#### Page text:
Some countries hold primaries even without a supporting legal framework.
Countries such as Nicaragua, El Salvador, and Guatemala have parties with an
interest in using primaries in the selection of their candidates, and in all
the three formal rules for primary elections do not exist.
For example, El Frente Farabundo Marti de Liberacion Nacional (FMLN) held
primaries in 2004 for first time in the history of El Salvador. The opposition
party ARENA also held primaries the same year. In Guatemala, el Partido de
Avanzada Nacional (PAN) held primary elections in 2002, but in the end the
result was not respected by the party. Frente Liberacion Nacional Sandinista in
Nicaragua has a more regular history of selecting candidates through primaries (1996,
2001).
However, primaries have not been used consistently in cases in which the
law does not make them compulsory. In 2006, no party held primary elections in
Costa Rica despite its long tradition of this kind of elections. Primaries were
also not used in Colombia in 2002 and the Dominican Republic in 2004 (until laws
were passed requiring them).
The extent of the legal framework’s development shows the level of
intervention of the Electoral Court in the internal organization of political
parties. More detailed and specific rules regarding the candidate selection
process give less autonomy to political parties.[14]
The growing number of legal frameworks regulating the candidate
selection process exemplifies the importance the state places on primaries. The
increasing number of informal primary processes occurring in the region during
the last decade highlights the necessity of establishing clear rules around key
issues related to this process, including who is entitled to vote, who is
responsible for carrying out the process and providing funds, and who has the
final duty to announce the results and resolve discrepancies.
It is important to consider the nature of the legal framework when
evaluating primary elections in Latin America. On one end of the spectrum are mandatory
primaries. These primaries can be mandatory only for parties or for both
parties and voters (compulsory voting), as is the case in Argentina. In some
cases, primaries are mandatory for presidential, legislative, and local
elections, and in other cases they are only required in certain elections. On
the other end of the spectrum, primaries may be voluntary and the frequency
of using this mechanism may vary from case to case.
Around half of the countries with presidential primary election rules
incorporated into their legislation allow the parties to choose whether or not
to use this method (Bolivia,[15]
Chile,[16]
Colombia,[17]
Costa Rica,[18]
Mexico,[19]
Paraguay,[20]
and Venezuela[21]).

#### Written problem 1:
Could you reproduce the records below, beginning at the line that has "of the tablet" and stopping after the line that has "[[280, 148], [493, 211]]"?

#### Dataset content:
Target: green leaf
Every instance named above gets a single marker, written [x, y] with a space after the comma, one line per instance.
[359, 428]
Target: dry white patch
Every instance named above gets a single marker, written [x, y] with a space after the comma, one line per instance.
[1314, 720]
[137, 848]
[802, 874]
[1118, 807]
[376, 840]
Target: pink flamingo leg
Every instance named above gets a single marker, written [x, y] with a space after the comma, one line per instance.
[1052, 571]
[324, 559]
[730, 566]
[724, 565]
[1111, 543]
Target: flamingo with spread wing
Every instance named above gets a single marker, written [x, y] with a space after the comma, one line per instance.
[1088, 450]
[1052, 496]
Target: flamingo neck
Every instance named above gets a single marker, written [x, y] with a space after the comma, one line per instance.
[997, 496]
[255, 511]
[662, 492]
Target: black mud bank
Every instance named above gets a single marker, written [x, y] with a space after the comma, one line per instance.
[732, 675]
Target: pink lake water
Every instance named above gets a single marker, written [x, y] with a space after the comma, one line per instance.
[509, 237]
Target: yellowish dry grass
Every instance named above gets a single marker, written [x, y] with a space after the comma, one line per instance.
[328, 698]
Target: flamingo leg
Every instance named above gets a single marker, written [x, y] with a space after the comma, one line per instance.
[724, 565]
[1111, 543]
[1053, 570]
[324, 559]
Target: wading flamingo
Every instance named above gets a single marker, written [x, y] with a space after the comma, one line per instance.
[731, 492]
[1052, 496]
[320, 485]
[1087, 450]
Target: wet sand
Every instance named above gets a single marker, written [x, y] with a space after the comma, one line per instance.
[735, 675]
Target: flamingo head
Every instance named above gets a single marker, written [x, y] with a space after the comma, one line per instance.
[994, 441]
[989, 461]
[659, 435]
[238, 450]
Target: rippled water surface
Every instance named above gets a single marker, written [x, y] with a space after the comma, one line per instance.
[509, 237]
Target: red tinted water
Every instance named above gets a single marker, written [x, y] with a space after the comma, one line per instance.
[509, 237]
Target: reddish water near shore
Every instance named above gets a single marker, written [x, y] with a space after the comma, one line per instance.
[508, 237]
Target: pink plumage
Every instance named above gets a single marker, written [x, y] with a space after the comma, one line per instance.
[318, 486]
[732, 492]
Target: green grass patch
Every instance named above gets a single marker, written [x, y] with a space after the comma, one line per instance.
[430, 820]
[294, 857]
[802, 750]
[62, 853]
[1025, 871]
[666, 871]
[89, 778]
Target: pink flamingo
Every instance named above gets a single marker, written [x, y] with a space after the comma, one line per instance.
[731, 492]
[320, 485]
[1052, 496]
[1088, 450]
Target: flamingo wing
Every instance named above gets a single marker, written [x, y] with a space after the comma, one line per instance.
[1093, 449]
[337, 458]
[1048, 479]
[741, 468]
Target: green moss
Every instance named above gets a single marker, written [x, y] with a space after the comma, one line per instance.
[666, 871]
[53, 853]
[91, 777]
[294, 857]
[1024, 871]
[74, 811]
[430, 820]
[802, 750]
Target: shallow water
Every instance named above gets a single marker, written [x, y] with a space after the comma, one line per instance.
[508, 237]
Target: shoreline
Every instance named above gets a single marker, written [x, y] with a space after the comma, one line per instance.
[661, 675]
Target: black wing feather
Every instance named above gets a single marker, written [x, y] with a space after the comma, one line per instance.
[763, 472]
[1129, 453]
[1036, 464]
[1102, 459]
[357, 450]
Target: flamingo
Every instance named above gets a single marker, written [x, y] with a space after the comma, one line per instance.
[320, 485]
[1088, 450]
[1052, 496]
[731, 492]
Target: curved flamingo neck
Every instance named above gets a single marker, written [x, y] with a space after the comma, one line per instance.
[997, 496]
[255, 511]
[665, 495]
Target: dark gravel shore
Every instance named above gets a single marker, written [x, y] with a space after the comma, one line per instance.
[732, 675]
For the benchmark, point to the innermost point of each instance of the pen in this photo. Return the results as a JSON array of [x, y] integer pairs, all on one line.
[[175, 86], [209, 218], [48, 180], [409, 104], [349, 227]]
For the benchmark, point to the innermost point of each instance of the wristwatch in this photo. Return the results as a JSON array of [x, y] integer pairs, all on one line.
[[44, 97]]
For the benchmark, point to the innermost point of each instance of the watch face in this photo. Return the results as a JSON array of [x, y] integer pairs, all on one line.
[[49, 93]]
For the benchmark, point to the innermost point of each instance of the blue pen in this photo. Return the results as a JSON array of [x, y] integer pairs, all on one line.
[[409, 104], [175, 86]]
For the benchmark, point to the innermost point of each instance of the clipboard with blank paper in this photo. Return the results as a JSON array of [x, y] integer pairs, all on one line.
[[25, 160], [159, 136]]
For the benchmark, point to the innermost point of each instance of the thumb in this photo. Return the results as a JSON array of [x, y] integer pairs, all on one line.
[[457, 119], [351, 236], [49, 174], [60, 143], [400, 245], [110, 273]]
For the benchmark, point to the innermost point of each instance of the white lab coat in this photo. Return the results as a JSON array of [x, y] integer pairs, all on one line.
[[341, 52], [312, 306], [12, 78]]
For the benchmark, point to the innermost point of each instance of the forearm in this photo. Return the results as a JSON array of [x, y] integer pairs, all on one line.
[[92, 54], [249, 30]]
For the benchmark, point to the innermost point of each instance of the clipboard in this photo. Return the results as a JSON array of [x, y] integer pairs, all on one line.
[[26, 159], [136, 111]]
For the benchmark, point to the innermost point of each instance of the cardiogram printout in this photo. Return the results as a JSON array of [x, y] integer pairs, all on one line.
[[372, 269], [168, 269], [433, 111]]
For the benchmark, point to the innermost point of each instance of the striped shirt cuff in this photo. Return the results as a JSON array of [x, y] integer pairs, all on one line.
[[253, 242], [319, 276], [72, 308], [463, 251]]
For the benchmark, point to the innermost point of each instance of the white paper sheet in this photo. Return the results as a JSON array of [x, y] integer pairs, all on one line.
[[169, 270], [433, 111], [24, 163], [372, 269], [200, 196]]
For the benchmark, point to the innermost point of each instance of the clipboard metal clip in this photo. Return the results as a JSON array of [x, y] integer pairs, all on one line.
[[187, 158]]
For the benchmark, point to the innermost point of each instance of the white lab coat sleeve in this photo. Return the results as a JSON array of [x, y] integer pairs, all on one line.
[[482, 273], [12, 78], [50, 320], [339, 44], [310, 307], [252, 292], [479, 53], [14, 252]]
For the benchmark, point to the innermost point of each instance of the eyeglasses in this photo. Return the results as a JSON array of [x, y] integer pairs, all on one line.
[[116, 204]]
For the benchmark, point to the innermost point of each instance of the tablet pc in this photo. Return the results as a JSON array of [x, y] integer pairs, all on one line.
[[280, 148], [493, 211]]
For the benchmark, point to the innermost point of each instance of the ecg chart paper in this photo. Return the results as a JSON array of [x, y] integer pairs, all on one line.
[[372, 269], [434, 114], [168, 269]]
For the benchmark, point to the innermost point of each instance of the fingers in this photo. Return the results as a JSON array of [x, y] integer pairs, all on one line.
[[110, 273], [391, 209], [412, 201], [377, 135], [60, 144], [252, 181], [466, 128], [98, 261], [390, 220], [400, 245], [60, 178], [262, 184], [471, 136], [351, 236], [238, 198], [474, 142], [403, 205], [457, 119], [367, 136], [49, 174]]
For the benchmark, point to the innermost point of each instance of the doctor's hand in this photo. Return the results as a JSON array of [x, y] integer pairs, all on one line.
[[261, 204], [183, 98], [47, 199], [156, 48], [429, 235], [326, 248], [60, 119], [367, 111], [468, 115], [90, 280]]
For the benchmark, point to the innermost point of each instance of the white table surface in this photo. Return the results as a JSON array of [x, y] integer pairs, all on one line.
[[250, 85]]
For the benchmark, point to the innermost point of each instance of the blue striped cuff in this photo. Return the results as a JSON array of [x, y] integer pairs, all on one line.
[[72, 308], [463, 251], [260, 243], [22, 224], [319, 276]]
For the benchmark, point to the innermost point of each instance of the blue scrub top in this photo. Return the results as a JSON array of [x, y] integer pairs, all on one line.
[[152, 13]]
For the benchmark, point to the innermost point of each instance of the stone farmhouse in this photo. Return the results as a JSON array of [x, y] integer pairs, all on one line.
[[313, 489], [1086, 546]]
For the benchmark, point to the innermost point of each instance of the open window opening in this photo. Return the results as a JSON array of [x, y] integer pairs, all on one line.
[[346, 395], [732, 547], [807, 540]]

#### Written problem 2:
Can you carry on the text about primary elections in Latin America, picking up right after its last sentence?

#### Final result 1:
For the benchmark, point to the innermost point of each instance of the tablet pc in this photo. Return the results as a JSON array of [x, y] integer pairs, all on one line.
[[280, 148], [493, 211]]

#### Final result 2:
In Argentina,[22] primaries
are mandatory for both voters and parties, and Ecuador[23]
(since 2009), Honduras,[24]
Panama,[25]
and Uruguay[26]
have adopted the use of mandatory primaries for parties.
The most important parties in countries where the legal framework does
not impose an obligation to hold primary elections often decide to use the procedure,
but the flexibility of the system in these cases allows parties to use other candidate
selection processes if they so choose. As was mentioned earlier, in Costa Rica,
no party used the primaries at all for the 2006 elections, and in 2013 only
Partido de Liberacion Nacional (PLN) decided against using primaries while the
other two major parties did.
As expected, whether primaries are compulsory or voluntary impacts
variables like the level of participation in the electoral process. In
countries where primaries are compulsory for the voters and parties (e.g. Argentina),
the participation rate will presumably be higher than in countries where the
process is voluntary. Following the same logic, participation in primary
elections should also be higher in countries with mandatory rules for parties to
hold primaries. These rules standardize the process and give citizens a better
understanding of the mechanisms involved, so clear rules that are understood by
voters in advance of the election will make voters more likely to turn up.
The action and behavior of parties will generally be determined by the democratic
standards established by regulations. If democratic practices, as determined by
the legal framework, apply equally to all parties, parties will be more eager
to follow the rules and live up to the standards. Countries like Uruguay and Argentina
(since 2009) have legally standardized primary elections at the national level.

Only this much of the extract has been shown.